All of the records listed below should be retyped exactly.

→ **Record set**:
□ □ □ □ □
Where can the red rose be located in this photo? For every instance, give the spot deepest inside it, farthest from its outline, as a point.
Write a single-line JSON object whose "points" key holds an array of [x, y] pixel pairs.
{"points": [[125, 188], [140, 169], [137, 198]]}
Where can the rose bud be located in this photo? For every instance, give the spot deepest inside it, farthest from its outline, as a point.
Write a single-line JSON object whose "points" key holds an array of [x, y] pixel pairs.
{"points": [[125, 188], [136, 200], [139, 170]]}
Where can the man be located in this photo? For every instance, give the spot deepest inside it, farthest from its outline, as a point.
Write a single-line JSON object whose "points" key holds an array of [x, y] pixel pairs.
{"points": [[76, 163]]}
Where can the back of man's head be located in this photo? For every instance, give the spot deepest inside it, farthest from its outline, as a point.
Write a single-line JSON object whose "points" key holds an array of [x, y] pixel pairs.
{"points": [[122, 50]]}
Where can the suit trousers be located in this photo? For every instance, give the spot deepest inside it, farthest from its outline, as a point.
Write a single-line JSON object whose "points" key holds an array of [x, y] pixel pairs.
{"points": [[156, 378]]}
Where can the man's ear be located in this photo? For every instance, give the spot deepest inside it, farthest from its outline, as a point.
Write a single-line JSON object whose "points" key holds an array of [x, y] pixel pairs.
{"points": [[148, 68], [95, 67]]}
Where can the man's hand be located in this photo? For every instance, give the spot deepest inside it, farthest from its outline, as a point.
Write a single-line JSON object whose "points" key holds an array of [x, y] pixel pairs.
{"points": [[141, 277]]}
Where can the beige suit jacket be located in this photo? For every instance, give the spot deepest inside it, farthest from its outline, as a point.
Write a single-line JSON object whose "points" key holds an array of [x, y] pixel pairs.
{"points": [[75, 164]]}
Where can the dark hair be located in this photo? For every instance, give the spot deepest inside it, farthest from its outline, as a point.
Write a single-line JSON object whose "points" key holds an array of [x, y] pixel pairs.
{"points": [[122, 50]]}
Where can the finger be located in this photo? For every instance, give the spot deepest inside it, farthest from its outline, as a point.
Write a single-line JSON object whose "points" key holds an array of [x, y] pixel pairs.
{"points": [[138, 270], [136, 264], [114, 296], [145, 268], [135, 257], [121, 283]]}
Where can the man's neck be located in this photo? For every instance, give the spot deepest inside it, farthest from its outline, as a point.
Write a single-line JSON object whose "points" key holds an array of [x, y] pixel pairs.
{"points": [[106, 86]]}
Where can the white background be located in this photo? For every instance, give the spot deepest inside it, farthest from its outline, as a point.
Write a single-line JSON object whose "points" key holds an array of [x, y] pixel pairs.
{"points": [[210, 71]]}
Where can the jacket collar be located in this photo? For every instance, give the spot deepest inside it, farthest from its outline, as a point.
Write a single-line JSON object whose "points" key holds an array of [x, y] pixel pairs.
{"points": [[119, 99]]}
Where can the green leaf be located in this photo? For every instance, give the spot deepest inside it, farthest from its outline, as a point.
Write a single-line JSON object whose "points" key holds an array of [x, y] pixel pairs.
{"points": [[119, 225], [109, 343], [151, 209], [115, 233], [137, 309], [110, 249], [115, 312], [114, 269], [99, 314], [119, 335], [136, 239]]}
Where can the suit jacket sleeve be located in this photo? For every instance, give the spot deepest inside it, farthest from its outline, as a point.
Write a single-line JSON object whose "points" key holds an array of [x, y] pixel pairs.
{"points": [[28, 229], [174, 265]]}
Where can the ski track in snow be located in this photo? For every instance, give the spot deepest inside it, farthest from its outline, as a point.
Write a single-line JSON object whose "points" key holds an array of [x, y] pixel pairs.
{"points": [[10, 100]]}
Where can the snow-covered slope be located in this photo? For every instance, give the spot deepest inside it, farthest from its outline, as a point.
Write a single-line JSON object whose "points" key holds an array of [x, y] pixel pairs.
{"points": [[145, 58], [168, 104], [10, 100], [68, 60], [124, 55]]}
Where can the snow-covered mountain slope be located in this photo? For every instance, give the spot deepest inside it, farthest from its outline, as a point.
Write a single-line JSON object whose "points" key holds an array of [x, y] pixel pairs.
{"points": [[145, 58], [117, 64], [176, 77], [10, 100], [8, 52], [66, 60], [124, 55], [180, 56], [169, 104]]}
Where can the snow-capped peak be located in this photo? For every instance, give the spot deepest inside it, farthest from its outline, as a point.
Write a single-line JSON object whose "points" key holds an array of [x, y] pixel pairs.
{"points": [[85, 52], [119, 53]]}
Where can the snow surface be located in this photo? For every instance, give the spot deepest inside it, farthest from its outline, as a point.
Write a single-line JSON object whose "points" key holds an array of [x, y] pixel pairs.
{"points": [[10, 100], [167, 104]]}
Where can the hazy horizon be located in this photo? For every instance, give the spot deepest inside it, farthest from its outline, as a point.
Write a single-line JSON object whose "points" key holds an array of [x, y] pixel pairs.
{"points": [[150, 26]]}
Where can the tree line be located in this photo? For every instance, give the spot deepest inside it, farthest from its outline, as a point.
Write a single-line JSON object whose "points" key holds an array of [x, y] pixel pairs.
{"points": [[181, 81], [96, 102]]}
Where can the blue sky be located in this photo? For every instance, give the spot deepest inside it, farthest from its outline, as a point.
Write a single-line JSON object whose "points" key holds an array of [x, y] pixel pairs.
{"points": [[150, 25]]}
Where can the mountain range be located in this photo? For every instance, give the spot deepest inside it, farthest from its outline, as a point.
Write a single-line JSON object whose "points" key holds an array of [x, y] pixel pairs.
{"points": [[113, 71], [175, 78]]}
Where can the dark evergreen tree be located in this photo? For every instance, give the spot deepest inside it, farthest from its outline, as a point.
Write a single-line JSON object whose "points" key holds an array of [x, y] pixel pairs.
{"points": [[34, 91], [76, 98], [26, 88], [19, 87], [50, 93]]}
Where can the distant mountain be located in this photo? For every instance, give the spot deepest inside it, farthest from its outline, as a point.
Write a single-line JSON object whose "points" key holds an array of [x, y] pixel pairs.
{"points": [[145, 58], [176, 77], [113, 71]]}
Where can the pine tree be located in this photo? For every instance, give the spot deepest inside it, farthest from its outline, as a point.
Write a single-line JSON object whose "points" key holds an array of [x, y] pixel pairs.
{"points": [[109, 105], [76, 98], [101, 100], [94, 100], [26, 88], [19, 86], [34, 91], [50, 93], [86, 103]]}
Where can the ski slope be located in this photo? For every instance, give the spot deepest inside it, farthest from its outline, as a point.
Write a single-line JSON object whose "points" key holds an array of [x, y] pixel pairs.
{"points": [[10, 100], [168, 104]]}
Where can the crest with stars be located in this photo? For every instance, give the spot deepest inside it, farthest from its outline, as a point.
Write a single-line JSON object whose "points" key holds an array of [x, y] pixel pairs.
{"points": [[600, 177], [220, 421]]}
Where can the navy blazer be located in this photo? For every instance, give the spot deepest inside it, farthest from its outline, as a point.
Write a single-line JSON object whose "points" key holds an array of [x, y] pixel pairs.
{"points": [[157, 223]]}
□ □ □ □ □
→ **Reply**:
Where can the red rose be located in this photo? For every instance, give the spot deepest inside it, farthest from its outline, as a point.
Write a single-line JSON object whose "points" key holds an array of [x, y] pixel pairs.
{"points": [[125, 188], [140, 169], [137, 198]]}
Where can the rose bud be located in this photo? For every instance, give the spot deepest inside it, farthest from its outline, as a point.
Write a single-line JSON object whose "points" key holds an array of [x, y] pixel pairs.
{"points": [[125, 188], [136, 200], [139, 170]]}
Where can the man be located in this photo? For every instance, give the spot deepest inside it, farthest from its outline, as a point.
Write a single-line JSON object whose "points" key holds an array of [x, y] pixel pairs.
{"points": [[76, 163]]}
Where can the back of man's head be located in this photo? For every instance, give the spot deepest inside it, farthest from its outline, as a point.
Write a single-line JSON object whose "points" key holds an array of [x, y] pixel pairs.
{"points": [[122, 50]]}
Where can the suit trousers be located in this photo? For every instance, give the spot deepest inside it, farthest from its outline, as a point.
Write a single-line JSON object whose "points" key holds an array of [x, y] pixel pairs.
{"points": [[156, 378]]}
Where can the man's ear be located in this photo? For every instance, give the spot deepest inside it, farthest from its outline, as a point.
Write a single-line JSON object whose "points" key holds an array of [x, y] pixel pairs.
{"points": [[148, 68], [95, 67]]}
Where can the man's hand be located in this photo? For every instance, give the spot deepest inside it, farthest from its outline, as a point.
Write a single-line JSON object whose "points" key holds an array of [x, y] pixel pairs.
{"points": [[141, 277]]}
Where can the beige suit jacket be located in this photo? For every instance, give the spot deepest inside it, farthest from its outline, as a point.
Write a single-line JSON object whose "points" key holds an array of [x, y] pixel pairs.
{"points": [[75, 164]]}
Where can the dark hair be located in this photo? For every instance, give the spot deepest inside it, farthest from its outline, as a point.
Write a single-line JSON object whose "points" key holds an array of [x, y] pixel pairs.
{"points": [[122, 50]]}
Where can the finger be located in this photo? For every instance, give the spot deepest inside it, farthest from its outline, as a point.
Write a single-line JSON object whose "points" key holds an array of [x, y] pixel pairs.
{"points": [[138, 270], [136, 264], [114, 296], [145, 268], [135, 257], [121, 283]]}
Where can the man's neck be located in this photo? For every instance, give the spot deepest inside it, farthest from its outline, as a point.
Write a single-line JSON object whose "points" key holds an array of [x, y] pixel pairs.
{"points": [[106, 86]]}
Where can the white background be located in this photo? For every instance, give the spot deepest inside it, farthest from its outline, as a point.
Write a single-line JSON object whose "points" key holds an array of [x, y] pixel pairs.
{"points": [[210, 71]]}
Where can the jacket collar be located in this photo? For every instance, give the spot deepest inside it, farthest from its outline, as a point.
Write a single-line JSON object whose "points" key holds an array of [x, y] pixel pairs.
{"points": [[119, 99]]}
Where can the green leaf be located in this photo? For every instance, give the spot deepest inside it, farthest from its outline, as a point.
Write a single-line JSON object whose "points" key holds an array of [x, y] pixel pairs.
{"points": [[119, 225], [109, 343], [151, 209], [115, 233], [137, 309], [110, 249], [115, 312], [114, 269], [99, 314], [119, 335], [136, 239]]}
Where can the suit jacket sleeve be located in this photo? For every instance, give the spot deepest inside it, farthest from its outline, as a point.
Write a single-line JSON object whose "points" key holds an array of [x, y] pixel pairs.
{"points": [[28, 229], [174, 265]]}
Where can the ski track in snow be located in this photo? For every instance, give the spot deepest inside it, farthest from its outline, as a point.
Write a single-line JSON object whose "points" key holds an array of [x, y] pixel pairs.
{"points": [[10, 100]]}
Where can the snow-covered slope be located in this photo? For every instance, give the spot deepest inside it, farthest from its outline, as a point.
Write a single-line JSON object whose "points" key holds an array of [x, y] pixel pairs.
{"points": [[145, 58], [168, 104], [10, 100], [68, 60], [124, 55]]}
Where can the snow-covered mountain slope be located in this photo? For every instance, give the spot deepest inside it, farthest from its outline, as a point.
Write a single-line JSON object whose "points" key holds an array of [x, y] pixel pairs.
{"points": [[145, 58], [117, 64], [176, 77], [10, 100], [8, 52], [66, 60], [124, 55], [180, 56], [169, 104]]}
Where can the snow-capped peak be located in this photo? For every instance, give the spot deepest inside it, farthest from its outline, as a point.
Write a single-line JSON object whose "points" key holds an array of [x, y] pixel pairs.
{"points": [[85, 52], [119, 53]]}
Where can the snow surface be located in this photo? For every instance, give the spot deepest inside it, farthest from its outline, as a point.
Write a single-line JSON object whose "points" key holds an array of [x, y] pixel pairs.
{"points": [[10, 100], [167, 104]]}
Where can the hazy horizon be located in this photo? For every instance, give the spot deepest inside it, farthest from its outline, as a point.
Write a single-line JSON object whose "points" key holds an array of [x, y] pixel pairs.
{"points": [[150, 26]]}
Where can the tree line be located in this photo? For every instance, give the spot deepest inside it, farthest from its outline, as a point.
Write a single-line JSON object whose "points" key holds an array of [x, y] pixel pairs.
{"points": [[181, 81], [96, 102]]}
Where can the blue sky be located in this photo? For every instance, give the spot deepest inside it, farthest from its outline, as a point.
Write a single-line JSON object whose "points" key holds an array of [x, y] pixel pairs.
{"points": [[150, 25]]}
Where can the mountain range be located in this photo? For every instance, give the spot deepest inside it, farthest from its outline, as a point.
Write a single-line JSON object whose "points" key holds an array of [x, y] pixel pairs.
{"points": [[113, 71], [175, 78]]}
Where can the dark evergreen tree be located in this photo? For every instance, give the spot deepest inside it, farthest from its outline, as a point.
Write a single-line JSON object whose "points" key holds an array of [x, y] pixel pairs.
{"points": [[34, 91], [76, 98], [26, 88], [19, 87], [50, 93]]}
Where can the distant mountain be located in this photo? For every instance, give the spot deepest inside it, farthest from its outline, as a point.
Write a single-line JSON object whose "points" key holds an array of [x, y] pixel pairs.
{"points": [[145, 58], [176, 77], [113, 71]]}
Where can the pine tree be located in this photo? For every instance, give the spot deepest inside it, farthest from its outline, as a point.
Write a single-line JSON object whose "points" key holds an array of [x, y] pixel pairs.
{"points": [[109, 105], [76, 98], [101, 100], [94, 100], [26, 88], [19, 86], [34, 91], [50, 93], [86, 103]]}
Where can the ski slope be located in this photo? For every instance, give the spot deepest inside it, farthest from its outline, as a point.
Write a single-line JSON object whose "points" key holds an array of [x, y] pixel pairs.
{"points": [[10, 100], [168, 104]]}
Where can the crest with stars be located in this photo? For every instance, give the spot deepest inside it, farthest from its outline, as a point.
Write a single-line JSON object whose "points" key holds an array of [x, y] pixel pairs.
{"points": [[600, 177], [220, 421]]}
Where can the navy blazer be located in this photo? For every instance, give the spot deepest inside it, farthest from its outline, as a point.
Write a single-line JSON object whose "points" key holds an array of [x, y] pixel pairs.
{"points": [[157, 223]]}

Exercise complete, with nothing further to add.